## ABOUT THIS TASK
Nothing but the lines from the one containing "Target: hairy flower stalk" to the end of the data should be returned, each exactly as written.

DATA EXCERPTS below:

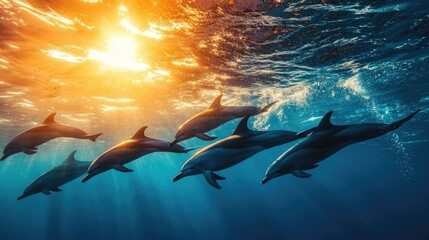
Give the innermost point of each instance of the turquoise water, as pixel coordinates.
(368, 62)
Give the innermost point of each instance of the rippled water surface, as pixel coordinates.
(115, 66)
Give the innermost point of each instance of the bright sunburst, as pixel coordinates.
(120, 53)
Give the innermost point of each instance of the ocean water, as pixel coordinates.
(115, 66)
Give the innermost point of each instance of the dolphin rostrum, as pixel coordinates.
(138, 146)
(241, 145)
(213, 117)
(326, 140)
(49, 129)
(69, 170)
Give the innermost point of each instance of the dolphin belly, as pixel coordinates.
(300, 159)
(120, 156)
(222, 158)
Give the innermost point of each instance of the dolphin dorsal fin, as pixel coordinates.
(242, 126)
(50, 118)
(216, 103)
(70, 158)
(140, 133)
(326, 121)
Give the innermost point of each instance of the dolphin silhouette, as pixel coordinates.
(69, 170)
(213, 117)
(326, 140)
(138, 146)
(49, 129)
(241, 145)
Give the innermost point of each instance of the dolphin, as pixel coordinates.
(241, 145)
(69, 170)
(49, 129)
(326, 140)
(213, 117)
(138, 146)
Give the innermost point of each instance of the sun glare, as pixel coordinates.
(120, 53)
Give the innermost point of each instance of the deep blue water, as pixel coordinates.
(367, 61)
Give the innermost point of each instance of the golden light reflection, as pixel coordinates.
(152, 32)
(120, 54)
(63, 56)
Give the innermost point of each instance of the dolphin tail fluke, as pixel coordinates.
(189, 149)
(300, 173)
(217, 177)
(205, 137)
(397, 124)
(266, 108)
(87, 177)
(174, 142)
(22, 196)
(93, 137)
(178, 176)
(265, 180)
(122, 168)
(56, 189)
(211, 179)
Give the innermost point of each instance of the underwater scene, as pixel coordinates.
(214, 119)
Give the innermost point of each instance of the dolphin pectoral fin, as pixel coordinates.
(205, 137)
(29, 151)
(93, 137)
(55, 189)
(210, 178)
(122, 168)
(217, 177)
(309, 167)
(216, 103)
(46, 191)
(189, 149)
(22, 196)
(178, 176)
(87, 177)
(266, 108)
(300, 173)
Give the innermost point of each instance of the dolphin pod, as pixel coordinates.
(318, 144)
(241, 145)
(69, 170)
(49, 129)
(138, 146)
(213, 117)
(325, 140)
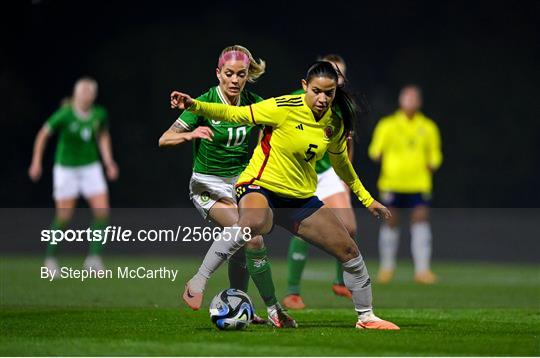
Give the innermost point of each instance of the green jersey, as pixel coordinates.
(323, 164)
(227, 155)
(77, 136)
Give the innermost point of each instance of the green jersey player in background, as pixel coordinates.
(83, 135)
(221, 153)
(335, 194)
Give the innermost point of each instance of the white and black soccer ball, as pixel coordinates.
(231, 309)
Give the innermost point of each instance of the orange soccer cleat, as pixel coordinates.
(192, 299)
(370, 321)
(279, 318)
(294, 302)
(425, 277)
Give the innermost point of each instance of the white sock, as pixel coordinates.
(220, 251)
(421, 246)
(357, 280)
(388, 245)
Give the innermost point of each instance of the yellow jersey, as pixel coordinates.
(409, 150)
(293, 141)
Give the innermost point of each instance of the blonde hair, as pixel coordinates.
(255, 69)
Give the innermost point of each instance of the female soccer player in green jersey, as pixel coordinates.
(280, 181)
(335, 194)
(221, 153)
(82, 134)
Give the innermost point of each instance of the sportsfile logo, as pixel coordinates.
(120, 234)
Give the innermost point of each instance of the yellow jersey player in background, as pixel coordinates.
(408, 146)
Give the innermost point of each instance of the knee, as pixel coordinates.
(256, 225)
(351, 229)
(256, 243)
(349, 252)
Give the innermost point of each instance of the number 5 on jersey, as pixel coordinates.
(240, 135)
(310, 154)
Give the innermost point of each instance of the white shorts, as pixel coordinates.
(328, 184)
(205, 190)
(70, 182)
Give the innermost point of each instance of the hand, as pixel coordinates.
(34, 172)
(180, 100)
(201, 132)
(379, 210)
(112, 171)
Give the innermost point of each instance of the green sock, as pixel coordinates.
(57, 224)
(339, 274)
(261, 274)
(99, 224)
(296, 261)
(238, 272)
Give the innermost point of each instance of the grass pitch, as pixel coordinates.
(476, 309)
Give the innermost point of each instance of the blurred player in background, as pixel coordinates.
(408, 145)
(82, 129)
(221, 154)
(335, 194)
(280, 181)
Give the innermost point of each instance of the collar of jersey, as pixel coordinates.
(222, 97)
(327, 113)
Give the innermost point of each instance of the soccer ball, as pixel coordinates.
(231, 310)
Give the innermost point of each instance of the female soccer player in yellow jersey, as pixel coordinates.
(280, 181)
(408, 145)
(221, 153)
(334, 193)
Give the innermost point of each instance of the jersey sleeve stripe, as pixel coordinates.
(183, 124)
(252, 117)
(300, 104)
(337, 153)
(266, 147)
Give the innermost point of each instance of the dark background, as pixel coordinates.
(478, 65)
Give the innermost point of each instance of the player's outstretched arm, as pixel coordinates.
(35, 170)
(177, 134)
(217, 111)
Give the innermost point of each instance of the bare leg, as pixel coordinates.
(388, 247)
(325, 230)
(421, 244)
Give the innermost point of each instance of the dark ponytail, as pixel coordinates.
(343, 101)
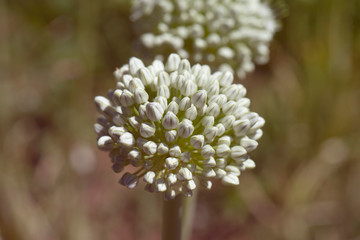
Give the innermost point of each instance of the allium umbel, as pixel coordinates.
(237, 32)
(175, 123)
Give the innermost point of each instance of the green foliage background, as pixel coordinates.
(55, 56)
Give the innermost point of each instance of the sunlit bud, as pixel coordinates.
(171, 163)
(154, 111)
(248, 144)
(164, 79)
(191, 185)
(230, 179)
(162, 149)
(140, 96)
(207, 151)
(208, 121)
(185, 156)
(185, 128)
(129, 180)
(173, 107)
(147, 130)
(197, 141)
(209, 163)
(127, 140)
(184, 104)
(222, 150)
(209, 133)
(135, 122)
(116, 132)
(160, 185)
(150, 147)
(237, 152)
(213, 110)
(191, 113)
(241, 127)
(149, 177)
(170, 121)
(184, 174)
(171, 179)
(170, 136)
(233, 170)
(172, 63)
(199, 98)
(209, 173)
(220, 172)
(105, 143)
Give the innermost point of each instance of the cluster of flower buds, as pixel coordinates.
(225, 34)
(177, 122)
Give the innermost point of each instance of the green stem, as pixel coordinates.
(172, 214)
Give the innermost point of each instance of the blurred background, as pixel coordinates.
(55, 56)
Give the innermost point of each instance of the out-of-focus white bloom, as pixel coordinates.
(226, 34)
(195, 130)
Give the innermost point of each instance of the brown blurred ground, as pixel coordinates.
(55, 56)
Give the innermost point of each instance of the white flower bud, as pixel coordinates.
(241, 127)
(237, 152)
(160, 185)
(224, 140)
(173, 107)
(149, 177)
(188, 88)
(134, 65)
(222, 150)
(147, 130)
(150, 148)
(145, 76)
(249, 164)
(197, 141)
(163, 91)
(199, 98)
(209, 133)
(209, 163)
(227, 121)
(170, 121)
(154, 111)
(207, 151)
(230, 179)
(171, 163)
(248, 144)
(127, 140)
(140, 96)
(185, 128)
(171, 179)
(191, 113)
(229, 108)
(105, 143)
(209, 173)
(129, 180)
(208, 121)
(184, 174)
(170, 194)
(191, 185)
(184, 104)
(213, 109)
(162, 149)
(126, 98)
(175, 151)
(233, 170)
(170, 136)
(172, 63)
(220, 173)
(164, 79)
(226, 79)
(185, 156)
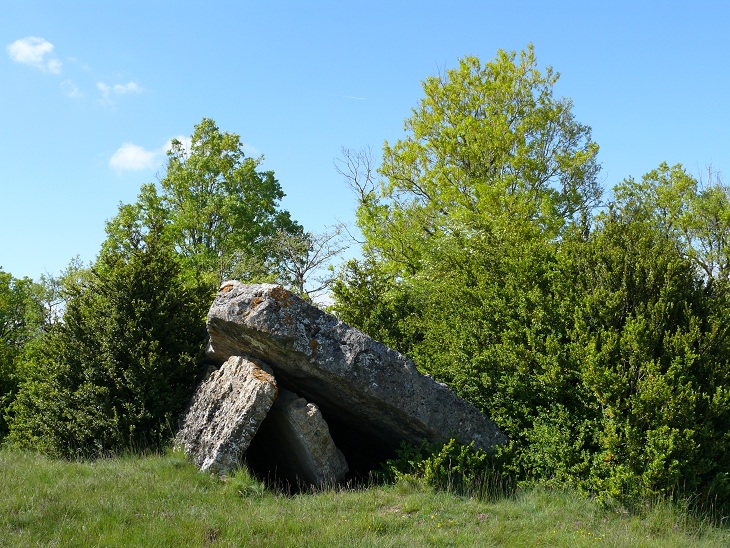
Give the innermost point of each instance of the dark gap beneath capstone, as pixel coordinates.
(269, 459)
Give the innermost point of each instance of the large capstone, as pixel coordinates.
(294, 445)
(372, 397)
(226, 412)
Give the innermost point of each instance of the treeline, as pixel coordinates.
(103, 358)
(593, 329)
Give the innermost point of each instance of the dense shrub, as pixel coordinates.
(116, 372)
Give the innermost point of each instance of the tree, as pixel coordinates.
(303, 259)
(489, 148)
(222, 210)
(21, 320)
(695, 217)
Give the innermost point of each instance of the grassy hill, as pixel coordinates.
(162, 500)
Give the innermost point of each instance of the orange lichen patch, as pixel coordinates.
(282, 297)
(261, 375)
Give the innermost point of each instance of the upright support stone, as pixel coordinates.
(294, 444)
(226, 412)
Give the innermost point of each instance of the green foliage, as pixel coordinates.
(117, 371)
(489, 148)
(450, 466)
(21, 321)
(163, 500)
(222, 211)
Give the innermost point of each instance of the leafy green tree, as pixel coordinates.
(222, 210)
(599, 345)
(115, 373)
(489, 147)
(695, 217)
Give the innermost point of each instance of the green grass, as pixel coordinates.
(164, 501)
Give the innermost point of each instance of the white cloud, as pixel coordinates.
(117, 89)
(71, 89)
(131, 157)
(185, 141)
(36, 52)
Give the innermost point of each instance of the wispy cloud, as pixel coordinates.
(131, 157)
(36, 52)
(355, 97)
(108, 91)
(70, 89)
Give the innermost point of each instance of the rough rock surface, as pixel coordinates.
(225, 413)
(294, 443)
(371, 391)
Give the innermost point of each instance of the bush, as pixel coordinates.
(116, 372)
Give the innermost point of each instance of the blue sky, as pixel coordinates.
(91, 92)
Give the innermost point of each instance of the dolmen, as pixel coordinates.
(305, 398)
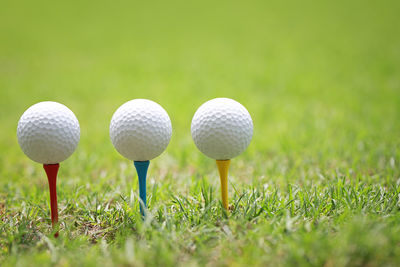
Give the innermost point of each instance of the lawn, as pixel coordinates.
(318, 185)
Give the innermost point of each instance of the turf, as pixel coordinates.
(319, 184)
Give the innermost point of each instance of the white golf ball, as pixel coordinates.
(48, 132)
(222, 128)
(140, 130)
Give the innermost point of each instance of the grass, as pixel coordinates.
(319, 184)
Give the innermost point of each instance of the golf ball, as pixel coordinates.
(140, 130)
(222, 128)
(48, 132)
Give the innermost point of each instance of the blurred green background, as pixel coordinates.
(321, 80)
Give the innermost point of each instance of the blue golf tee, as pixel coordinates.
(141, 169)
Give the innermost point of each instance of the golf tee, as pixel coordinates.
(141, 169)
(51, 172)
(223, 167)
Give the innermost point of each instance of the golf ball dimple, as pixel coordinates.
(48, 132)
(140, 130)
(222, 128)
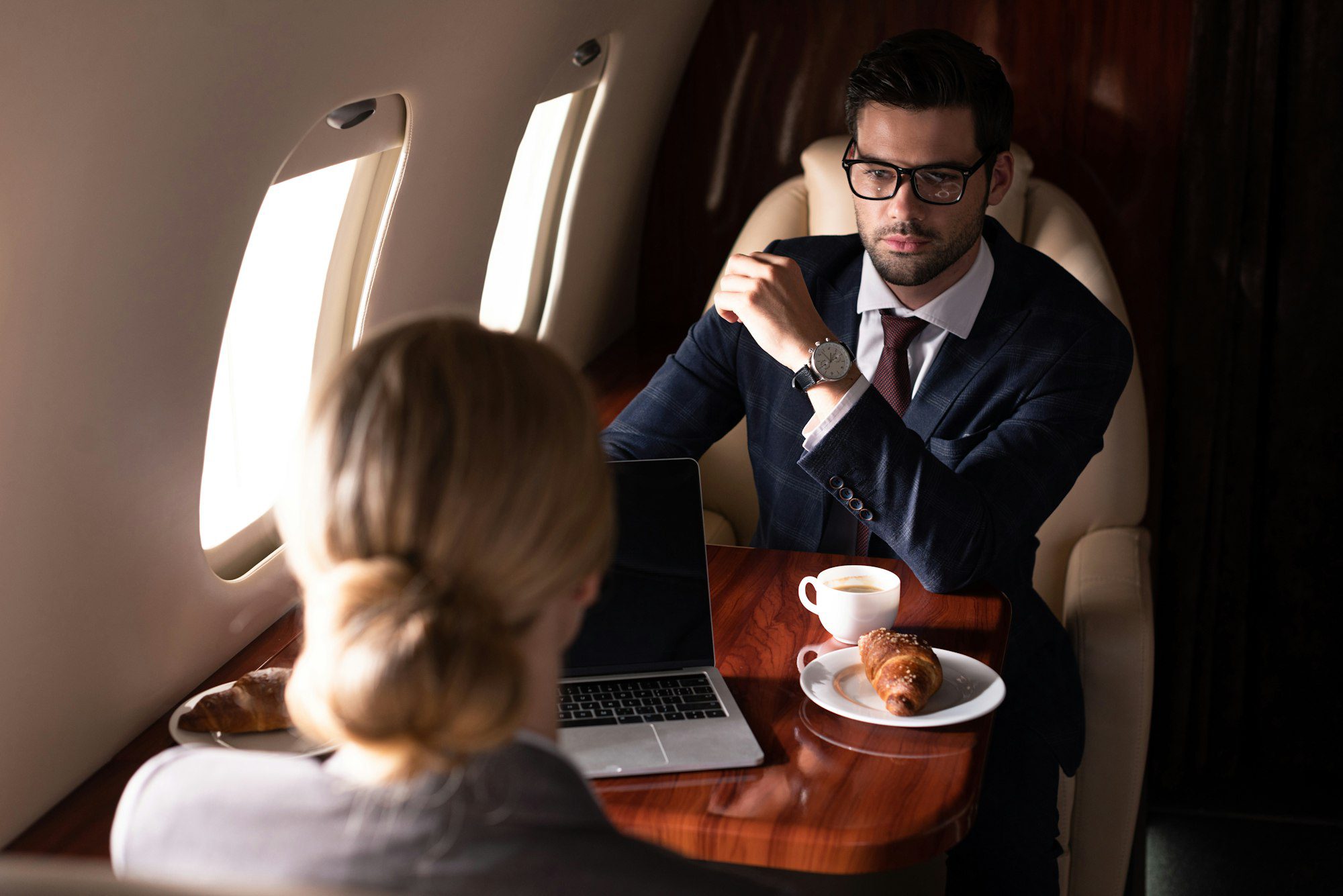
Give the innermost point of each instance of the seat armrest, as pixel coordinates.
(1109, 615)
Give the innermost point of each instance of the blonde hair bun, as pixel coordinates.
(436, 517)
(393, 663)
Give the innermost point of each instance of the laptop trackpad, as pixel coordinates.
(608, 750)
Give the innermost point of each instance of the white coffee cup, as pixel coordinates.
(853, 600)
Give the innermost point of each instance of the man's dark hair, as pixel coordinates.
(931, 68)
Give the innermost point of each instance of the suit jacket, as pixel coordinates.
(999, 432)
(515, 822)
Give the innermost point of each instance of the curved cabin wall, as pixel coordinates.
(139, 145)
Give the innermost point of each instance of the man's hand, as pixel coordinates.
(768, 295)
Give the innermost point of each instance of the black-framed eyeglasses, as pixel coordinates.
(934, 184)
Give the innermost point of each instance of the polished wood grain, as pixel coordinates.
(81, 824)
(835, 795)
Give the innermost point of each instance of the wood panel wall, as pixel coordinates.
(1248, 607)
(1099, 90)
(1199, 136)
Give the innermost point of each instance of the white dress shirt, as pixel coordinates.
(953, 311)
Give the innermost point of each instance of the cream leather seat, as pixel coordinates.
(1094, 561)
(44, 877)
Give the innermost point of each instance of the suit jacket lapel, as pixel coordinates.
(839, 302)
(960, 360)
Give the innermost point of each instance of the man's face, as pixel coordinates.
(914, 243)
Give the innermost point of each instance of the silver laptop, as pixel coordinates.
(641, 694)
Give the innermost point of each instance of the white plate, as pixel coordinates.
(284, 741)
(969, 690)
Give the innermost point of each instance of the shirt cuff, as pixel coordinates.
(817, 430)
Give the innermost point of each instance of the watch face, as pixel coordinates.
(831, 361)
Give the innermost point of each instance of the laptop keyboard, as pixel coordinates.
(672, 698)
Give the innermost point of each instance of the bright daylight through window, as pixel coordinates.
(508, 279)
(267, 362)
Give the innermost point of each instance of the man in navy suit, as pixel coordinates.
(927, 389)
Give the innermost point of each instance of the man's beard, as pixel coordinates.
(918, 268)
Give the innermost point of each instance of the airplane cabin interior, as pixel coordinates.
(212, 211)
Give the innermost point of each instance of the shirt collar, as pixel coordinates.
(956, 310)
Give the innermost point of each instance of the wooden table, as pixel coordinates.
(833, 796)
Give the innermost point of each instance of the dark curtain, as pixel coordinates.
(1247, 589)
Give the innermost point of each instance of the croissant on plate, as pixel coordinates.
(902, 667)
(254, 703)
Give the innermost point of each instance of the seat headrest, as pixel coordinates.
(831, 203)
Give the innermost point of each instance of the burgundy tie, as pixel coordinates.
(892, 376)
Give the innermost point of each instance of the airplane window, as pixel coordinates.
(518, 277)
(267, 362)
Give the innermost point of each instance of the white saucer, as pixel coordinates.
(969, 690)
(284, 741)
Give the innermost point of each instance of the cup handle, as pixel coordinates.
(811, 648)
(802, 593)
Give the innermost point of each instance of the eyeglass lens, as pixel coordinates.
(938, 185)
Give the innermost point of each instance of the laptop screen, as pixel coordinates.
(653, 612)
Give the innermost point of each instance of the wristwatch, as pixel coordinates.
(831, 360)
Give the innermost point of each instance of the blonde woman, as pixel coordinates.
(451, 524)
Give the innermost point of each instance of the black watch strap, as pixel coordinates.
(805, 379)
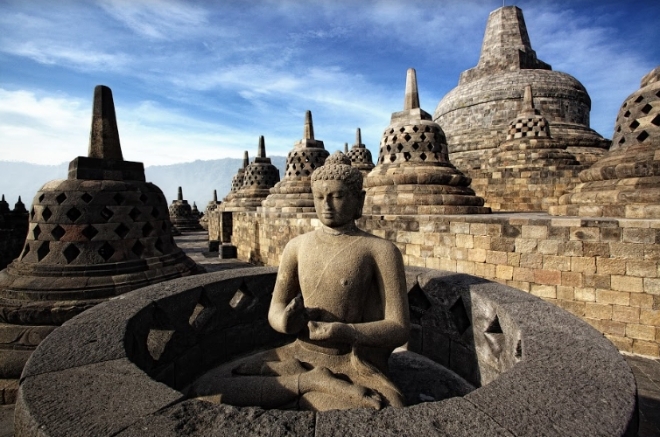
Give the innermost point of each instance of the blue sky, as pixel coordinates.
(203, 79)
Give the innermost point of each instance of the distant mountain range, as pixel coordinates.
(198, 179)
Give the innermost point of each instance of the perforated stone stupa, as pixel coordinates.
(211, 207)
(13, 228)
(625, 182)
(359, 155)
(101, 232)
(258, 178)
(475, 115)
(294, 192)
(531, 169)
(182, 214)
(413, 174)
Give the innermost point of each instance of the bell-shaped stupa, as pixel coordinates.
(530, 170)
(413, 174)
(99, 233)
(625, 182)
(475, 115)
(359, 155)
(211, 207)
(259, 177)
(294, 192)
(182, 215)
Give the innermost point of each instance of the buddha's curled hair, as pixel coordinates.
(337, 167)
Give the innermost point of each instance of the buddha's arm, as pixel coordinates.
(394, 328)
(286, 312)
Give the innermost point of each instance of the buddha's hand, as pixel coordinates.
(333, 331)
(295, 315)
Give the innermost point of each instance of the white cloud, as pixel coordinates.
(41, 128)
(595, 55)
(158, 19)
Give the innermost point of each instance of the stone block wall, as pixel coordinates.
(523, 189)
(605, 271)
(260, 238)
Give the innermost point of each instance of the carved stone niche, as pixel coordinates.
(483, 359)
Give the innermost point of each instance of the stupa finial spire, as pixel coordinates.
(104, 135)
(412, 94)
(308, 133)
(528, 101)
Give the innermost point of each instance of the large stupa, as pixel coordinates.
(476, 114)
(625, 182)
(99, 233)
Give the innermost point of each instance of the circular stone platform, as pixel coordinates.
(119, 368)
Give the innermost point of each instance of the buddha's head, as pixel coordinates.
(337, 190)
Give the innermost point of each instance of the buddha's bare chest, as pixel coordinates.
(336, 279)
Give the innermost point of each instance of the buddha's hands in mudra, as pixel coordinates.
(332, 331)
(297, 317)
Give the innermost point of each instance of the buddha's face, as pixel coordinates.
(336, 204)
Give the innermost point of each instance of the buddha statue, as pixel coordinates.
(342, 292)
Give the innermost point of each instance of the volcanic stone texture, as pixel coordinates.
(100, 233)
(182, 215)
(413, 174)
(475, 114)
(531, 169)
(13, 228)
(626, 181)
(258, 178)
(293, 194)
(121, 368)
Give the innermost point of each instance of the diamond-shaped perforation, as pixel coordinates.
(73, 214)
(159, 245)
(71, 252)
(106, 251)
(122, 230)
(138, 248)
(107, 213)
(494, 326)
(146, 229)
(460, 316)
(44, 249)
(86, 197)
(90, 232)
(134, 214)
(418, 303)
(58, 232)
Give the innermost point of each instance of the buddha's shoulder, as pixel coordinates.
(377, 242)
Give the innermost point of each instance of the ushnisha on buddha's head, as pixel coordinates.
(337, 190)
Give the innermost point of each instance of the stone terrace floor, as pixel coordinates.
(646, 370)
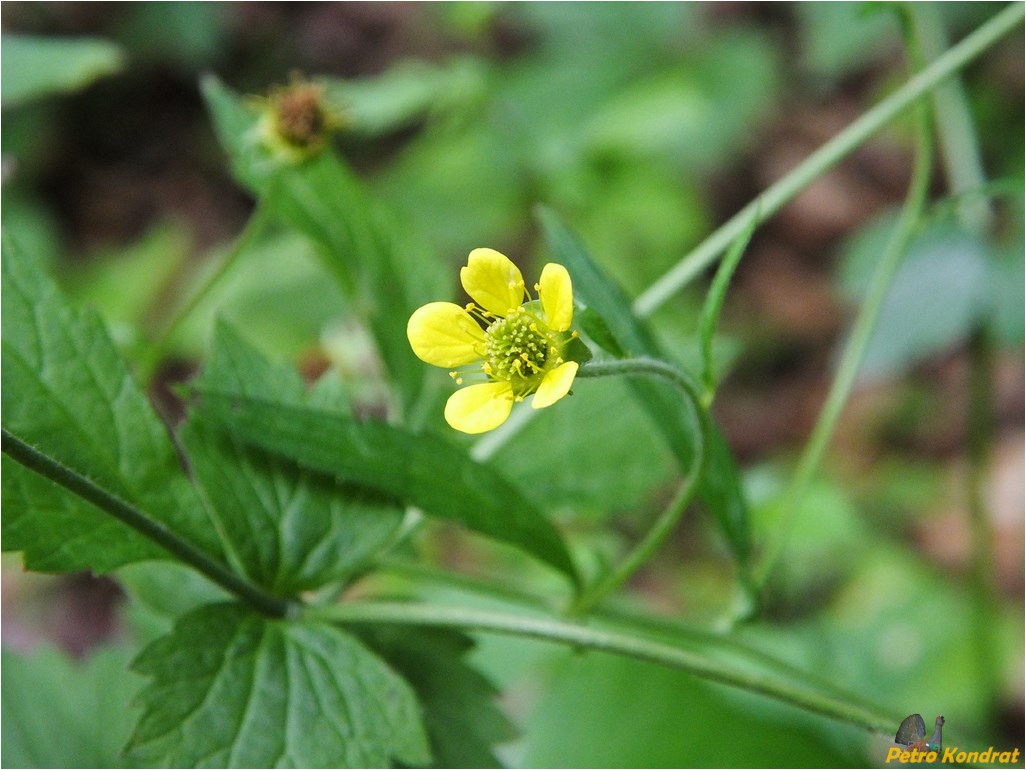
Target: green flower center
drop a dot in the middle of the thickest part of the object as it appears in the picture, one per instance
(517, 348)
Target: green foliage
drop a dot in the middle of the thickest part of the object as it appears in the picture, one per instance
(719, 486)
(300, 530)
(642, 717)
(57, 713)
(262, 693)
(949, 283)
(38, 67)
(386, 274)
(77, 401)
(365, 454)
(461, 717)
(258, 533)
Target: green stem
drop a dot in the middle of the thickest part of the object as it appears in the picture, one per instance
(627, 621)
(851, 360)
(665, 523)
(150, 528)
(647, 368)
(253, 227)
(781, 192)
(582, 637)
(957, 141)
(968, 180)
(981, 396)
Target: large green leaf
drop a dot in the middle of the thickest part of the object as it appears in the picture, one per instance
(460, 710)
(385, 272)
(233, 689)
(416, 468)
(36, 67)
(719, 487)
(290, 528)
(57, 713)
(69, 393)
(600, 710)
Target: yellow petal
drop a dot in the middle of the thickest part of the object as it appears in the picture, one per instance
(443, 334)
(555, 385)
(492, 281)
(557, 296)
(479, 408)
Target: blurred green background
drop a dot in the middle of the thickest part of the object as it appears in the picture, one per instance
(644, 126)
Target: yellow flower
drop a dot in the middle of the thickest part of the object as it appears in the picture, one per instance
(518, 344)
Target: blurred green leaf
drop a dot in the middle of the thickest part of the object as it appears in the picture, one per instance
(291, 529)
(125, 283)
(944, 289)
(714, 303)
(233, 689)
(384, 272)
(598, 453)
(719, 487)
(57, 713)
(403, 94)
(460, 711)
(697, 113)
(71, 396)
(277, 293)
(35, 67)
(840, 38)
(599, 710)
(418, 469)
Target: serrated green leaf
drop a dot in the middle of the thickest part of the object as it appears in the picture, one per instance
(416, 468)
(57, 713)
(34, 67)
(290, 529)
(385, 273)
(76, 534)
(719, 487)
(233, 689)
(69, 394)
(460, 710)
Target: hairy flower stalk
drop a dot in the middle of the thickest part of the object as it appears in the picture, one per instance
(517, 345)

End of DATA EXCERPTS.

## SOLUTION
Target: hairy flower stalk
drop a dot in the middle of the thickest part of the object as it appears in the picture, one per instance
(517, 345)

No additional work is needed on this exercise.